─── PROVIDED ENTRIES ───

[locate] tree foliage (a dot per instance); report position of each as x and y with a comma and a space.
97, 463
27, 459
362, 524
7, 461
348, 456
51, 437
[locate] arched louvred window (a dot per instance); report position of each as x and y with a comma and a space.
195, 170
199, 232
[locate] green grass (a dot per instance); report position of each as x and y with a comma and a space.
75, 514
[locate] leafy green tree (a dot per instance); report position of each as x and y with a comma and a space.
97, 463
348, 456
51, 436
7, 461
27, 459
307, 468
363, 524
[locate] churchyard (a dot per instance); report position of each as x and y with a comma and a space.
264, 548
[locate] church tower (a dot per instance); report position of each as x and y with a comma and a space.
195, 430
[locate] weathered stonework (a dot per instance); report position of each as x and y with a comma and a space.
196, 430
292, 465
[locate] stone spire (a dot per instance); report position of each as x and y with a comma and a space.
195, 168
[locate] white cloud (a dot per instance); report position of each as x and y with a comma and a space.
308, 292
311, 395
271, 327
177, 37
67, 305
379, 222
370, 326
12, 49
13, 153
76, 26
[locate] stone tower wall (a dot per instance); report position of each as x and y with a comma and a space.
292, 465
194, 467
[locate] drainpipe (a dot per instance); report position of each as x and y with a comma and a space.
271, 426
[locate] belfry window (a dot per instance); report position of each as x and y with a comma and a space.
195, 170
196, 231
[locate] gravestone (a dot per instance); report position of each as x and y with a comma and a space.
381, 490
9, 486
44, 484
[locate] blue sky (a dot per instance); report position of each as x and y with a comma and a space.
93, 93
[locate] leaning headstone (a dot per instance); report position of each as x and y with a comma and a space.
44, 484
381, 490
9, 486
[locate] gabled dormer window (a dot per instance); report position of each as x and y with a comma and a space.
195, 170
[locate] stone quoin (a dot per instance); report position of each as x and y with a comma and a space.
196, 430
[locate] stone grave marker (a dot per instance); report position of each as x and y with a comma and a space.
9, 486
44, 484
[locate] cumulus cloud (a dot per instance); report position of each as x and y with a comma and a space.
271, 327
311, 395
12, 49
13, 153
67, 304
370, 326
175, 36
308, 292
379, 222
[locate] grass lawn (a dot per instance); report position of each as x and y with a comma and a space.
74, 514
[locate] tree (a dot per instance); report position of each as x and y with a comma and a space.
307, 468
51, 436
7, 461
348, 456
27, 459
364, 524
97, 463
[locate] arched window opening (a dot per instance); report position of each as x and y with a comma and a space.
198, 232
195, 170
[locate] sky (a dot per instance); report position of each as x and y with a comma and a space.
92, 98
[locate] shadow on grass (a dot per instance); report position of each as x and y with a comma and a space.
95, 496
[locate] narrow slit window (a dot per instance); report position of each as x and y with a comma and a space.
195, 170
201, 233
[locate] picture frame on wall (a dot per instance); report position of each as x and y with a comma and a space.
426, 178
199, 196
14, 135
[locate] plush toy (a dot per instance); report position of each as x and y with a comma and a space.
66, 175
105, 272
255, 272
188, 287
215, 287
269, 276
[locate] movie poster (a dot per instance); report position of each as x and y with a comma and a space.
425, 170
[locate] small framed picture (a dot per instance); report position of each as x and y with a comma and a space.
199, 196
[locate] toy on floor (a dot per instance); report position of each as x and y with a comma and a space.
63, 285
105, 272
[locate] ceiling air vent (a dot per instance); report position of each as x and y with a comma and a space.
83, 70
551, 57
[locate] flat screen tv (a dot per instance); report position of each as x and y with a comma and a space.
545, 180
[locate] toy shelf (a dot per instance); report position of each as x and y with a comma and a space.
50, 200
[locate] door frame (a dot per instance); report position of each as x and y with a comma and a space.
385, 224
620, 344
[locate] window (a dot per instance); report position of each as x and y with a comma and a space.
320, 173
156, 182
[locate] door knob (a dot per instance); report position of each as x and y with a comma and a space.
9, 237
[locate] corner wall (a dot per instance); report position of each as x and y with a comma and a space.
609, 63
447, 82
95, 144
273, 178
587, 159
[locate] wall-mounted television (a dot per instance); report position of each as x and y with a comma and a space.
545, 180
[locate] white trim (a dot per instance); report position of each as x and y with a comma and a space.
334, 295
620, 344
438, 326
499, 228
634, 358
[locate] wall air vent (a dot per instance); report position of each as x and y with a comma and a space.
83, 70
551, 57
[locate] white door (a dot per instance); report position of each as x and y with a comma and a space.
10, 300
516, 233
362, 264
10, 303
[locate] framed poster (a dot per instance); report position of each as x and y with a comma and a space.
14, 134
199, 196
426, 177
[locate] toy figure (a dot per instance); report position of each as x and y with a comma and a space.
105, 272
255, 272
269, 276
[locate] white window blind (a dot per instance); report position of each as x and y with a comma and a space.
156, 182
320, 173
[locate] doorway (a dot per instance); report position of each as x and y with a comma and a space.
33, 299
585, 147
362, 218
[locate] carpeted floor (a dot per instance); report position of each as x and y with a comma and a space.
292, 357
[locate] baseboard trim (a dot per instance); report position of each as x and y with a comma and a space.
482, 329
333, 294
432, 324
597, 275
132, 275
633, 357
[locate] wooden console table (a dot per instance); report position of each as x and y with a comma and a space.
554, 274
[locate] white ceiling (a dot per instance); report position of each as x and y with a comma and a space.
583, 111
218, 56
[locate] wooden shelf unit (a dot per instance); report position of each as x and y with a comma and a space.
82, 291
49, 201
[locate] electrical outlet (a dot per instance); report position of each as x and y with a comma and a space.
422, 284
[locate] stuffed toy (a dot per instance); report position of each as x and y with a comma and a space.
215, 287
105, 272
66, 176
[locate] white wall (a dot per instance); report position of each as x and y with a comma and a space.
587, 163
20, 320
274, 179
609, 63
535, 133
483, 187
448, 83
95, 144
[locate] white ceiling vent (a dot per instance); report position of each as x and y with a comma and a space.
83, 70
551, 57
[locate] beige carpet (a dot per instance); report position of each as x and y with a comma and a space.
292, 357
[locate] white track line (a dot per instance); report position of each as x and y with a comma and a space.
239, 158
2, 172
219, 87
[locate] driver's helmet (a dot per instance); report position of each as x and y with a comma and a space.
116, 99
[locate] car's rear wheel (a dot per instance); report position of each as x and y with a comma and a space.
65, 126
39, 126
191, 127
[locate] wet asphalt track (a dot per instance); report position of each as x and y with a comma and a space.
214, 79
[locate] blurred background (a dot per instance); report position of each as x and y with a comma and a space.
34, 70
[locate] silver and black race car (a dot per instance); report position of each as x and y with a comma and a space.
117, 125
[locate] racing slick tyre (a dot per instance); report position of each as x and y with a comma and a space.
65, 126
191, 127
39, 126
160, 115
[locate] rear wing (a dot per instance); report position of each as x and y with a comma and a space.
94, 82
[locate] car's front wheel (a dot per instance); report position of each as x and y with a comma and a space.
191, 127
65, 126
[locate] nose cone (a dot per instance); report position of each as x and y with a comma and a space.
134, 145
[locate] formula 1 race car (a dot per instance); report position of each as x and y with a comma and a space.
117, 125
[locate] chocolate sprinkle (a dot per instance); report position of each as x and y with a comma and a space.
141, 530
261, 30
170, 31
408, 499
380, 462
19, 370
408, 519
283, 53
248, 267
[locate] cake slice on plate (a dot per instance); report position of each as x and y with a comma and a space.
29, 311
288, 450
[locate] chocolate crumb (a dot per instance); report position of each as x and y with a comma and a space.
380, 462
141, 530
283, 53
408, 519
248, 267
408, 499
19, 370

───

WHAT YOU ARE ASKED TO DO:
Please rewrite the data above as a two-column CSV with the headers text and coordinates. Give one row for each [locate] line: put that line in the first quoted field, and in the second quoted field put all the coordinate pairs listed under it, with line breaks replaced by spaces.

SOLVED PROBLEM:
text,coordinates
"[locate] tree foliage (a dot per instance); report position of each as x and y with a comma and a space.","97, 463 27, 459 362, 524 7, 461 348, 456 51, 437"
"[locate] arched louvred window (a dot per instance); report position of each as x and y with a comma and a space.","195, 170 199, 232"
"[locate] green grass (a dot per instance); report position of each as x and y with a comma and a space.","75, 514"
"[locate] leafy green tree (a dot per instance); report position of each as x and y with a comma and a space.","97, 463 348, 456 51, 436 7, 461 27, 459 307, 468 363, 524"
"[locate] churchyard (a dot per instance); report position of each as x and y with a comma and a space.","264, 548"
"[locate] church tower (a dot per instance); report position of each as x and y with a comma and a space.","195, 430"
"[locate] weathered stonework (a dot per instance); report position of each as x and y with a comma and a space.","196, 430 292, 465"
"[locate] stone spire (a dot per instance); report position of each as x and y with a comma and a space.","195, 168"
"[locate] white cloud (a dot per instance); report position of each as x and y with a comma and a space.","308, 292 311, 395 271, 327 177, 37 67, 305 379, 222 370, 326 12, 49 13, 153 76, 26"
"[locate] stone tower wall (a dot per instance); report position of each as x and y with a comma and a space.","292, 465 194, 467"
"[locate] drainpipe (a dot per instance); report position of each as x and y with a comma and a space.","271, 426"
"[locate] belfry window (a dot per instance); report position of each as x and y with a comma and a space.","195, 170 196, 231"
"[locate] gravestone (a dot per instance); report position of each as x and y with a comma and a space.","381, 490 9, 486 44, 484"
"[locate] blue sky (a dot per instance); report position of each as x and y with a comma and a space.","93, 93"
"[locate] leaning headstone (a dot per instance); report position of each as x and y with a comma and a space.","44, 484 381, 490 9, 486"
"[locate] gabled dormer window (a dot per instance); report position of each as x and y with a comma and a space.","195, 170"
"[locate] stone quoin (a dot per instance); report position of each as x and y with a comma and a space.","196, 430"
"[locate] stone grave marker (a dot per instance); report position of each as x and y with a comma and a space.","9, 486 44, 484"
"[locate] cumulus cloud (a dot per instance); report position of each as x and y with a comma and a space.","271, 327 311, 395 12, 49 13, 153 67, 304 370, 326 175, 36 308, 292 379, 222"
"[locate] grass lawn (a dot per instance); report position of each as x and y with a comma and a space.","74, 514"
"[locate] tree (a dot per instance); report position of each as x and y with a comma and a space.","307, 468 51, 436 7, 461 348, 456 27, 459 364, 524 97, 463"
"[locate] arched window opening (a dot per instance); report position of each as x and y with a comma and a space.","198, 232 195, 170"
"[locate] sky (a dot per instance); report position of each as x and y with a comma and a space.","92, 98"
"[locate] shadow on grass (a dot per instance); report position of each as x and y with a comma and a space.","95, 496"
"[locate] narrow slit window (a dot per instance); report position of each as x and y with a comma and a space.","195, 170 201, 233"
"[locate] picture frame on wall (a dot per instance); report position of each as x and y with a comma and a space.","426, 178 199, 196 14, 135"
"[locate] plush toy (a dot per instance); report position of each as x and y with a comma and a space.","66, 175 105, 272 255, 272 188, 287 215, 287 269, 276"
"[locate] movie poster (a dot per instance); report position of each as x and y with a comma and a space.","425, 170"
"[locate] small framed picture (a dot per instance); report position of each as x and y with a comma and a space.","199, 196"
"[locate] toy on floor (a dot per instance); report position of each as x and y with a comma and a space.","63, 285 105, 272"
"[locate] ceiling air vent (a dot per instance); report position of each as x and y with a comma and a space.","83, 70 551, 57"
"[locate] flat screen tv (a dot per instance); report position of each as x and y with a comma and a space.","545, 180"
"[locate] toy shelf (a dot per instance); report position of each as x and y with a comma and a space.","50, 200"
"[locate] door frame (a dot per instance); report position of each as x and y with a comma and a space.","385, 224 620, 344"
"[locate] window (a dot per instance); report position of each as x and y with a comma and a space.","320, 173 156, 182"
"[locate] door knob (a dot per instance); report position of each as x and y with a comma and a space.","9, 237"
"[locate] corner wall (a dot per instance); report position of each as x and y with a comma and a space.","609, 63 447, 82 95, 144 273, 178 587, 159"
"[locate] wall-mounted television (a dot per instance); report position of each as x and y with a comma and a space.","545, 180"
"[locate] white trim (a dot per instance); report position of each as x and y with a comma and a space.","334, 295 620, 344 438, 326 499, 228 634, 358"
"[locate] wall air vent (a dot per instance); report position of each as x and y with a comma and a space.","83, 70 551, 57"
"[locate] white door (a dot per instance); report position of each as x and y with a comma and a space.","10, 300 516, 233 362, 264 10, 303"
"[locate] framed poster (a dot per instance); report position of each as x and y with a comma and a space.","14, 134 199, 196 426, 177"
"[locate] toy figure (a dot per instance); report position of each as x and y with a comma and a space.","105, 272 255, 272 269, 276"
"[locate] white window blind (a dot per instance); report position of each as x and y with a comma and a space.","156, 182 320, 173"
"[locate] doorway (a dot per instance); report position of each as x and y with a comma and a space.","33, 299 585, 147 362, 218"
"[locate] carpeted floor (a dot per instance); report position of each as x and y with a comma and a space.","292, 357"
"[locate] baseboard trim (a dot per instance); report position of each as x and y with a comma and a space.","482, 329 333, 294 432, 324 597, 275 132, 275 633, 357"
"[locate] wooden console table (a dot per instance); report position of each as x and y with a comma and a space.","554, 274"
"[locate] white ceiling (a dot per instance); report position of each as x and y with a comma and a space.","583, 111 218, 56"
"[locate] wooden shelf unit (a dot per instance); report position of each as x and y with a comma and a space.","82, 291 49, 201"
"[locate] electrical outlet (a dot per instance); report position of each as x and y with a comma and a space.","422, 284"
"[locate] stuffed toy (a dot per instance); report position of each as x and y with a comma and a space.","215, 287 105, 272 66, 176"
"[locate] white wall (a dot per instance); report position of each as x and y with a comma and a space.","587, 163 20, 320 274, 179 609, 63 535, 133 483, 187 448, 83 95, 144"
"[locate] white ceiling vent (a dot per instance); report position of each as x and y with a comma and a space.","83, 70 551, 57"
"[locate] beige carpet (a dot per instance); report position of each as x and y with a comma and a space.","292, 357"
"[locate] white track line (a dot per instance); report position of each as x and y with a comma and a space.","239, 158 2, 172 219, 87"
"[locate] driver's helmet (a dot per instance); report position of each as x and y with a comma and a space.","116, 99"
"[locate] car's rear wheel (a dot per instance); report position of each as x and y with a comma and a space.","65, 126 39, 126 191, 127"
"[locate] wet asphalt track (a dot per instance); report position of each as x and y with a comma and a space.","214, 79"
"[locate] blurred background (a dot per instance); report position of each as x and y with a comma and a space.","34, 70"
"[locate] silver and black race car (a dot per instance); report position of each as x and y with a comma and a space.","117, 125"
"[locate] racing slick tyre (a dot per instance); report position of each as x and y with a comma and a space.","65, 126 191, 127 39, 126 160, 115"
"[locate] rear wing (a dot per instance); report position of each as x and y with a comma and a space.","94, 82"
"[locate] car's front wheel (a dot per instance); report position of each as x and y with a comma and a space.","191, 127 65, 126"
"[locate] nose cone (a dot per instance); report position of each as x and y with a comma and a space.","134, 145"
"[locate] formula 1 race car (a dot per instance); report position of each as x and y with a comma and a space.","117, 125"
"[locate] chocolate sprinkle (a dot per instance); report position of each as x and y with a comma and a space.","141, 530 261, 30 170, 31 408, 499 380, 462 19, 370 408, 519 283, 53 248, 267"
"[locate] cake slice on plate (a dot per instance); report position of each as x and y with a comma and a space.","29, 311 288, 450"
"[locate] chocolate crumb (a dot per instance); report position of each as x and y with a comma and a space.","380, 462 141, 530 283, 53 408, 519 248, 267 408, 499 19, 370"